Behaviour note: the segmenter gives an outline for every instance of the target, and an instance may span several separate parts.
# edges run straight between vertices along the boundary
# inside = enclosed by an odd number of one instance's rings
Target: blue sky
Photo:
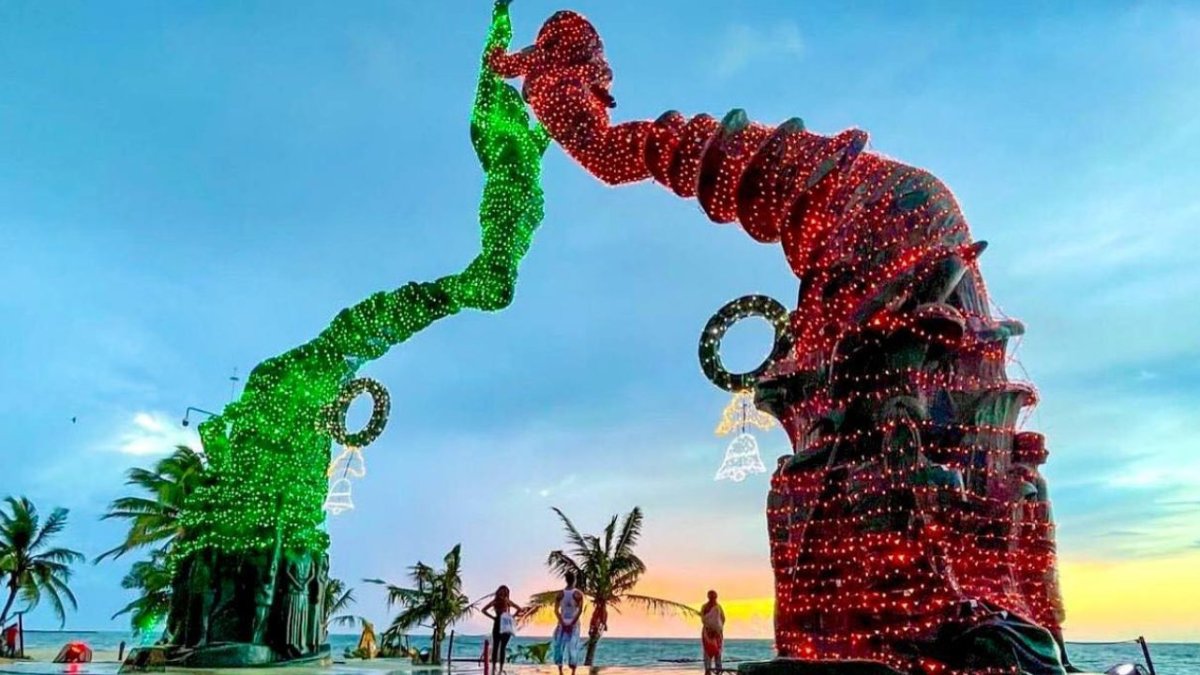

__ACTIVITY__: Your answer should hold every record above, printed exactly and free of pictures.

__RESULT__:
Behaviour note: the segmenter gives an outline for every instance of the target, and an instance may span several separate parts.
# edges run straight between vertices along the boundary
# inside = enclosed by an odd number of one instance's rings
Target: blue sky
Photo:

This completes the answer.